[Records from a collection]

##############################

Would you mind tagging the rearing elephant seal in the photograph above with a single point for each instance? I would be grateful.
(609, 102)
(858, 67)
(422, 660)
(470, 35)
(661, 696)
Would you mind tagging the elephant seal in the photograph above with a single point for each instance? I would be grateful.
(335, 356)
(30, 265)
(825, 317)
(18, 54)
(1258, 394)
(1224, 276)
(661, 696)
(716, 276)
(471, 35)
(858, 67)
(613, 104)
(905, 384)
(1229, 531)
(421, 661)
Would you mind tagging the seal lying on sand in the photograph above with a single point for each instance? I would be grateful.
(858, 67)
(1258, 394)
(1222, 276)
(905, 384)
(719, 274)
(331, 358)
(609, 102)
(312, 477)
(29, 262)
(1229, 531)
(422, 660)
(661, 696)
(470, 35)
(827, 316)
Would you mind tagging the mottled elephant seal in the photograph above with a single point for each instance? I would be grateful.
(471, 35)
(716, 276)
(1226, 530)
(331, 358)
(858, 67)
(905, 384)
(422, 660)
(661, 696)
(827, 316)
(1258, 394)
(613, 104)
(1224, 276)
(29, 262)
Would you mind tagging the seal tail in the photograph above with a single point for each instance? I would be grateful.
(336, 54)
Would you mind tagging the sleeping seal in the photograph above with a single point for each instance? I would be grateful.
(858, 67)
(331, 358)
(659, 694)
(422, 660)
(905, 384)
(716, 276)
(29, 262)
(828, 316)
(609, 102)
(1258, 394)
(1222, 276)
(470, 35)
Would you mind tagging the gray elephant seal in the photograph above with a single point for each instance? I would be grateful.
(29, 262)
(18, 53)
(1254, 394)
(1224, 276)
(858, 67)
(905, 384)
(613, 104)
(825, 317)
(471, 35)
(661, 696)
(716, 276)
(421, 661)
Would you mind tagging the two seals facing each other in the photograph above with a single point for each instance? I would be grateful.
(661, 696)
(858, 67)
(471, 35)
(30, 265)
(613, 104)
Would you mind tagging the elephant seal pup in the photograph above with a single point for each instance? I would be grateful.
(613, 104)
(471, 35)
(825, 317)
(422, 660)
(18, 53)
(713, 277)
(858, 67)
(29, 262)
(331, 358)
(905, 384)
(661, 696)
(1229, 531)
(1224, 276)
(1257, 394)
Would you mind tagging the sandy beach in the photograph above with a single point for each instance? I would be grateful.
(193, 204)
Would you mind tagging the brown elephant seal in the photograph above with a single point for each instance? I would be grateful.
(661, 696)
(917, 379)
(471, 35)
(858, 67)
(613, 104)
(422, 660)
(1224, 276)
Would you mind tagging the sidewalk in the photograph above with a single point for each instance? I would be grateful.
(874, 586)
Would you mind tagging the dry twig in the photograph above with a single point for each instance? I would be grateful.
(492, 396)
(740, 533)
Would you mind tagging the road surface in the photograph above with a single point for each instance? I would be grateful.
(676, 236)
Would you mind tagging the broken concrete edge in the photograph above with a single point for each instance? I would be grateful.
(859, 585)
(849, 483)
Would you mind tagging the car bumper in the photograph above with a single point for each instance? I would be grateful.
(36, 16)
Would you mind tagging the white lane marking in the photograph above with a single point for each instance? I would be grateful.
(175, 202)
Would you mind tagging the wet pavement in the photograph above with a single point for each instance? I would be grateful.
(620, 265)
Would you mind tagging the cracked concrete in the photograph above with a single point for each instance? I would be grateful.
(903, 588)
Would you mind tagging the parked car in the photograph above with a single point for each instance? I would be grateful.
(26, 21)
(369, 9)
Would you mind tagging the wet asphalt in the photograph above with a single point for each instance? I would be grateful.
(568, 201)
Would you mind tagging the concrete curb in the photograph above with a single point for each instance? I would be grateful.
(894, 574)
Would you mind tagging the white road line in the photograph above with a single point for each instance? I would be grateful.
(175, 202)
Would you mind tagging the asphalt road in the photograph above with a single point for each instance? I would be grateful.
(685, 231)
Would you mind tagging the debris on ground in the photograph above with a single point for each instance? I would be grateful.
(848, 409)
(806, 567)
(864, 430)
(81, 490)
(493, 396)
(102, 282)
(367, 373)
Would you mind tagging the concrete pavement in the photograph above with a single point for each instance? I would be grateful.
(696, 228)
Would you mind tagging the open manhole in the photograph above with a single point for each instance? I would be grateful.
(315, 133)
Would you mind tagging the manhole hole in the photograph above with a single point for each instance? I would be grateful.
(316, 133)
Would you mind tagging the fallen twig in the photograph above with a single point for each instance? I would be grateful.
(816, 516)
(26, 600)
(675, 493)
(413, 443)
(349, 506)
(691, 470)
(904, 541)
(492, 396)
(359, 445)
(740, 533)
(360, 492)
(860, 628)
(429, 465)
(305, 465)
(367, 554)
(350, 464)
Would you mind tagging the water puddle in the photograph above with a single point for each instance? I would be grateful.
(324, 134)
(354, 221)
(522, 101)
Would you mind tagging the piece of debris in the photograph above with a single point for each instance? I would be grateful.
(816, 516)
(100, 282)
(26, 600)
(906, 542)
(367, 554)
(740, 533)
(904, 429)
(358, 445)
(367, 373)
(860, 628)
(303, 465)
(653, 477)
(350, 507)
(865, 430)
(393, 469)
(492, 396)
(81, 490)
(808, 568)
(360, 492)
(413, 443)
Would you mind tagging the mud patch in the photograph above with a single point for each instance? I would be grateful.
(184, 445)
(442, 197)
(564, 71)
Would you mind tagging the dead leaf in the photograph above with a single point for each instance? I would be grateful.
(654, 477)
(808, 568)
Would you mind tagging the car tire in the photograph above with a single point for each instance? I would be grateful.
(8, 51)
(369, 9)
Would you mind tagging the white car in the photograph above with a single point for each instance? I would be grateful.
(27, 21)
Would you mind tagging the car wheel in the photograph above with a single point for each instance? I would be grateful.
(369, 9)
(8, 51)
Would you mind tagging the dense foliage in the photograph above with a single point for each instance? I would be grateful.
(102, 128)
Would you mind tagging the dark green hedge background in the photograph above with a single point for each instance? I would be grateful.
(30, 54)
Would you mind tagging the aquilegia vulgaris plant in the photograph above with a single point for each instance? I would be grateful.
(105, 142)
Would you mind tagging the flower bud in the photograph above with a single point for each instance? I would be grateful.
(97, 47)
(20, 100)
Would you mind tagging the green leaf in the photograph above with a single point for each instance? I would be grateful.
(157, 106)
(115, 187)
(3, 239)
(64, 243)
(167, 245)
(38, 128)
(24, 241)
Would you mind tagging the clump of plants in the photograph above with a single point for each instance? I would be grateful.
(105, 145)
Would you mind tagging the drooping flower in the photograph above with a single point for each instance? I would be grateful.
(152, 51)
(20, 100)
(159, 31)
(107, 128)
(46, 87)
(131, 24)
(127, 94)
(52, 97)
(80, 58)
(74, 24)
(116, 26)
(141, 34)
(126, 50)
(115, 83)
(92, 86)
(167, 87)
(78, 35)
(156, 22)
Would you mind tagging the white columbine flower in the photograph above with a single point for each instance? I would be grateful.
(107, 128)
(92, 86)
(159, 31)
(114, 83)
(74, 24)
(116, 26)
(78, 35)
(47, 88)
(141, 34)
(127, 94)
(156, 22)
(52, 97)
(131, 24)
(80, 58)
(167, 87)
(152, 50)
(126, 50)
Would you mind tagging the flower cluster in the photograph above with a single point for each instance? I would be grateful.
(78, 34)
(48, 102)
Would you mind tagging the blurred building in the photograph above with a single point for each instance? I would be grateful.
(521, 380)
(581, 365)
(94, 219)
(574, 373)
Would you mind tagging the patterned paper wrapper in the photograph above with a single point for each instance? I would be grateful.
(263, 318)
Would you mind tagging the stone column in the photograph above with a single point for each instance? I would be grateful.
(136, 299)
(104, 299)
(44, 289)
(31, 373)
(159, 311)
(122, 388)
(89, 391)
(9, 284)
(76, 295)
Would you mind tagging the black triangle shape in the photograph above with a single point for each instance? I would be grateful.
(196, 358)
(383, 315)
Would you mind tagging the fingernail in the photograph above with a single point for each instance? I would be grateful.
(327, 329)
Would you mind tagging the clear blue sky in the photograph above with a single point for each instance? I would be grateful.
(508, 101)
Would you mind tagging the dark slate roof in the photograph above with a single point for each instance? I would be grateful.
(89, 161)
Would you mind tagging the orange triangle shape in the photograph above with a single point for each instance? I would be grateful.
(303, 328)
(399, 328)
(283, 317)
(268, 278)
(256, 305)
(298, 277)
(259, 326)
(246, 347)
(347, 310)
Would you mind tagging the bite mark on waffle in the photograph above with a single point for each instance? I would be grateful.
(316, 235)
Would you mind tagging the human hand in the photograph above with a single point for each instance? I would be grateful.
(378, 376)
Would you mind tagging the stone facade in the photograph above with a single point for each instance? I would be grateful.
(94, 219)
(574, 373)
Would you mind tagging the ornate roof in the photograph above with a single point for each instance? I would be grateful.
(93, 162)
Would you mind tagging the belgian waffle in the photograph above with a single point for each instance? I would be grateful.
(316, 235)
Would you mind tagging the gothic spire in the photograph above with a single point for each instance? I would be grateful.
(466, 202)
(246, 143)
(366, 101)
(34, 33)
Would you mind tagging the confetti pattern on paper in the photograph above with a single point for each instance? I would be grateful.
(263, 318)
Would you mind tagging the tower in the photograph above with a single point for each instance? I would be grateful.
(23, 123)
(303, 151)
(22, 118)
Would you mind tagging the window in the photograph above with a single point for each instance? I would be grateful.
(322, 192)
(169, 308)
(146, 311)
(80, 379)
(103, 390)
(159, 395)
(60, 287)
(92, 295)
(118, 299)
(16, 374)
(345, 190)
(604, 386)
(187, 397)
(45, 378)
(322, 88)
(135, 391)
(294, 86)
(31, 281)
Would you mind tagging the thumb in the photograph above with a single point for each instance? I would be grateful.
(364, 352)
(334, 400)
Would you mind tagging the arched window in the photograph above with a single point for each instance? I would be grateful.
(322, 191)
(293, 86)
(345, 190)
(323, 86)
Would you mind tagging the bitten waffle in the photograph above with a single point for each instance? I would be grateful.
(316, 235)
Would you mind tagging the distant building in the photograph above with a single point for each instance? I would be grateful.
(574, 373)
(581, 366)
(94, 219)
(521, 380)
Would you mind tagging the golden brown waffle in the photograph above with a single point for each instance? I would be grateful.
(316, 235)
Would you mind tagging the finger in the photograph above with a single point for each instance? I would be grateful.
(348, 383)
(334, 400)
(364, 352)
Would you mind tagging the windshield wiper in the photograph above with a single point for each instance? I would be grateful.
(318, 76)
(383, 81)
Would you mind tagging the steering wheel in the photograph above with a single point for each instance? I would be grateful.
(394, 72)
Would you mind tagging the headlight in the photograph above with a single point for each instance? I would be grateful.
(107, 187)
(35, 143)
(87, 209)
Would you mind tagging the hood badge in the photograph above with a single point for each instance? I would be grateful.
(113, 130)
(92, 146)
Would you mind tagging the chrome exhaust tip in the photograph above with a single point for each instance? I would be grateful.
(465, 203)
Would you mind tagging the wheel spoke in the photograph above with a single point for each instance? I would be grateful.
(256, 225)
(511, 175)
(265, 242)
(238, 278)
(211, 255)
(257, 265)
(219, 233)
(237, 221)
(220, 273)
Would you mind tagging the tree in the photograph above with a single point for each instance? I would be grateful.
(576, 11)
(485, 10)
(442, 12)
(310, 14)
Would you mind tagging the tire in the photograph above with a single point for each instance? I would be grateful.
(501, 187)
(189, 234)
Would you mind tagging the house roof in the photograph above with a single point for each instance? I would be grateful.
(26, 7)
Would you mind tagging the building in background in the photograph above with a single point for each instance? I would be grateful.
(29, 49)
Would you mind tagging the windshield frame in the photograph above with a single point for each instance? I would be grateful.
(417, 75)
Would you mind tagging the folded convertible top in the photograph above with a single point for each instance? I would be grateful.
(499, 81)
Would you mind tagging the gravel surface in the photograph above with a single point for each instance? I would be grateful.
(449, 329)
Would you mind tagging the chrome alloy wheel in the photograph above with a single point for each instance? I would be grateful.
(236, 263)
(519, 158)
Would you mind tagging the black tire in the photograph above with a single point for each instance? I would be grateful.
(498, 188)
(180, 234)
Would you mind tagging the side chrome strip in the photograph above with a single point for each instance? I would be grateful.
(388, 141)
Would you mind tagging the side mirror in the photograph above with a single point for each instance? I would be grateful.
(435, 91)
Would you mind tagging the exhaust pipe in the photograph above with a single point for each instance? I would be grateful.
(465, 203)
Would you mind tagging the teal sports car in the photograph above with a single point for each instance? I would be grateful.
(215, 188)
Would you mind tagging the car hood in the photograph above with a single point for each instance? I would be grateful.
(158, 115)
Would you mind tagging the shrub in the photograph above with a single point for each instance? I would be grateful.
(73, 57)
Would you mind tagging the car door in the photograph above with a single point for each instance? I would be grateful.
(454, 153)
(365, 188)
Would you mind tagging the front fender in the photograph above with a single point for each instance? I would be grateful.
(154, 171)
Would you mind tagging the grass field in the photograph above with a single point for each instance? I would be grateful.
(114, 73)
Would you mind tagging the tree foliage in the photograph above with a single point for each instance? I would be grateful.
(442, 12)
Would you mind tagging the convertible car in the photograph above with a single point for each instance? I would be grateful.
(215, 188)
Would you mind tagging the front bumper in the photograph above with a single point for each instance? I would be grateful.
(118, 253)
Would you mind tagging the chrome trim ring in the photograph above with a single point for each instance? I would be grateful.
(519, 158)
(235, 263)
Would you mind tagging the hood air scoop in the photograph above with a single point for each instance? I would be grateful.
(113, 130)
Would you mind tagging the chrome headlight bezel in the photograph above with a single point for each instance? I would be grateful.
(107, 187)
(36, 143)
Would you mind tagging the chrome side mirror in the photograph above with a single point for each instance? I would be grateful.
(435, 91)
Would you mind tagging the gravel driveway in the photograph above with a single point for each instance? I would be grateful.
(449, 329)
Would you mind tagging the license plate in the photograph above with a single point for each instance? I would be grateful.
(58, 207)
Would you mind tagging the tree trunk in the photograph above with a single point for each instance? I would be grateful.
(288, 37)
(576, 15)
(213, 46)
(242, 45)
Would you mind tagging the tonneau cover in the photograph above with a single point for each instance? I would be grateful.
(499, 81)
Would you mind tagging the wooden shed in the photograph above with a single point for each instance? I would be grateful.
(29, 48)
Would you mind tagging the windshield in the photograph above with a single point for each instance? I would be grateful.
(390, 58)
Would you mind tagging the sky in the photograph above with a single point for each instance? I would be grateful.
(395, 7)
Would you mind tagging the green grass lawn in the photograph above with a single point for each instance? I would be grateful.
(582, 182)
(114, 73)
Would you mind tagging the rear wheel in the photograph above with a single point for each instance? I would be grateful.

##############################

What you have to do:
Render the listing as a two-column CSV with the headers "text" and "answer", starting at the beginning of the listing and ending at the line containing "(1257, 394)". Each row should pair one tagging sentence with the coordinates that follow it, with each field in quotation marks and line breaks replaced by spaces.

Finished answer:
text,answer
"Would you mind tagging the rearing elephant seal in the photograph above with a single point for each instance? I would be grateful.","(609, 102) (858, 67) (422, 660) (470, 35) (661, 696)"
"Would you mind tagging the elephant seal in the photograph above with a single point for each instance? I would be grateful.","(335, 356) (30, 265) (825, 317) (18, 54) (1258, 394) (1224, 276) (661, 696) (716, 276) (471, 35) (858, 67) (613, 104) (905, 384) (1229, 531) (421, 661)"
"Would you mind tagging the seal lying on sand in the photograph above with a single point for each instance? I would be grateful.","(858, 67) (1258, 394) (1222, 276) (905, 384) (719, 274) (331, 358) (609, 102) (312, 477) (29, 262) (1229, 531) (422, 660) (661, 696) (470, 35) (827, 316)"
"Would you mind tagging the mottled elephant seal in the photograph above with a single point for each instance? I would be grateful.","(471, 35) (716, 276) (1226, 530) (331, 358) (858, 67) (905, 384) (422, 660) (661, 696) (827, 316) (1258, 394) (613, 104) (1224, 276) (29, 262)"
"Would you mind tagging the seal tail in the photograph above with a single point for each instance? I would be grateful.","(336, 54)"
"Would you mind tagging the sleeping seal in the photograph above with a single point for each instance? I would be grateful.","(858, 67) (331, 358) (659, 694) (422, 660) (905, 384) (716, 276) (29, 262) (828, 316) (609, 102) (1258, 394) (1222, 276) (470, 35)"
"Would you mind tagging the gray elephant seal in the photograph above with a single point for each instance? I would be grateful.","(29, 262) (18, 53) (1254, 394) (1224, 276) (858, 67) (905, 384) (613, 104) (825, 317) (471, 35) (661, 696) (716, 276) (421, 661)"
"Would you mind tagging the two seals facing each other in the photograph above with a single point for each instance? I would be grateful.","(661, 696) (858, 67) (471, 35) (30, 265) (613, 104)"
"Would you mind tagging the elephant seal pup in the photograph above with a single point for each instance? I would be grateful.","(613, 104) (471, 35) (825, 317) (422, 660) (18, 53) (713, 277) (858, 67) (29, 262) (331, 358) (905, 384) (661, 696) (1229, 531) (1224, 276) (1257, 394)"